Activity: Line by line, set down the records exactly as they appear below.

Given data:
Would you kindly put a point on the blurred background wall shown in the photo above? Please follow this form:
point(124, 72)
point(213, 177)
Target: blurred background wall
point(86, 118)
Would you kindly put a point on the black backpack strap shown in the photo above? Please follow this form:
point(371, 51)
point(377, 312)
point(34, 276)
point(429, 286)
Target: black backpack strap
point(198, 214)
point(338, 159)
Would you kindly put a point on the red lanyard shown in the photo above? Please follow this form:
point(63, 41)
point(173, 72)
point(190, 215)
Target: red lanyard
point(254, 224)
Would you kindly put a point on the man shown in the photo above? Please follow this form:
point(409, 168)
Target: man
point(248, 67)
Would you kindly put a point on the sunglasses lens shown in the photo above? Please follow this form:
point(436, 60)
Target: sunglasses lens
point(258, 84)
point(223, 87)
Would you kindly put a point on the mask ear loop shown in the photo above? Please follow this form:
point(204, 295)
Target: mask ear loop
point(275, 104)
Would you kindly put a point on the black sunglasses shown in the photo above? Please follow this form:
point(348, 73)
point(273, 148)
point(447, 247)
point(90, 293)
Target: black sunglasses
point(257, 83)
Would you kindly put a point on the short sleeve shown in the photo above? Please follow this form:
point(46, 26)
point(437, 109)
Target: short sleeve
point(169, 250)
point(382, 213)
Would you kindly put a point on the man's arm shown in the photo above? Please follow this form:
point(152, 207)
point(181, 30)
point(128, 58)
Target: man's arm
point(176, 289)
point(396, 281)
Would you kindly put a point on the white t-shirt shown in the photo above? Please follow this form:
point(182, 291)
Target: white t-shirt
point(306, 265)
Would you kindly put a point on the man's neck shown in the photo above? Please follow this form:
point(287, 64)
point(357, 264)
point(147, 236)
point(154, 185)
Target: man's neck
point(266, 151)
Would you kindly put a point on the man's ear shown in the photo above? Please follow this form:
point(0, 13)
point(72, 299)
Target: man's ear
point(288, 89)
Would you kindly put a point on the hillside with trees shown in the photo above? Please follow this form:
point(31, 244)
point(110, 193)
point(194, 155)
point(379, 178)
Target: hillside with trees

Answer to the problem:
Would you kindly put a point on the blurred background wall shown in the photo above? Please follow this form:
point(124, 72)
point(213, 177)
Target: blurred background wall
point(86, 118)
Would you kindly put a point on the black backpack strap shown in the photo above? Please follow this form:
point(371, 51)
point(377, 312)
point(34, 276)
point(429, 286)
Target: black backpack strap
point(198, 214)
point(338, 159)
Would you kindly put a point on the red lanyard shown in the photo above? Please follow this form:
point(63, 41)
point(173, 72)
point(190, 215)
Target: red lanyard
point(254, 224)
Would you kindly put a point on the man shown in the photo above? Please follow this form:
point(409, 168)
Target: man
point(248, 67)
Would you kindly put a point on the sunglasses lens shown in the photo above? Please follow this form:
point(436, 60)
Target: sunglasses lens
point(258, 84)
point(223, 87)
Would you kindly put a point on the mask ear loop shown in the photo above? Please follow this form:
point(204, 295)
Target: mask ear loop
point(275, 104)
Would you kindly put a point on the black sunglasses shown in the photo above? Please follow this form:
point(348, 73)
point(273, 148)
point(447, 247)
point(90, 293)
Target: black sunglasses
point(257, 83)
Would you kindly put a point on the short sleeve shown in the photo above? Please follow this form:
point(46, 26)
point(437, 109)
Target: short sleeve
point(169, 250)
point(382, 213)
Would you kindly put a point on the man's arm shown in the photo above? Please follow this form:
point(152, 207)
point(181, 30)
point(128, 58)
Target: man's arm
point(176, 289)
point(396, 281)
Would you kindly put a point on the white t-shirt shown in the photo above? Please follow this form:
point(182, 291)
Target: white t-shirt
point(306, 265)
Would you kindly put a point on the man's neck shown in the photo above? Please follow this form:
point(287, 64)
point(357, 264)
point(147, 236)
point(154, 185)
Target: man's neck
point(266, 151)
Would you kindly put a point on the man's ear shown in the photo above? Please follow this form:
point(0, 13)
point(72, 299)
Target: man's ear
point(288, 89)
Would you kindly put a point on the hillside with trees shown in the photo above? Please follow this form:
point(31, 244)
point(110, 193)
point(194, 155)
point(379, 178)
Target: hillside with trees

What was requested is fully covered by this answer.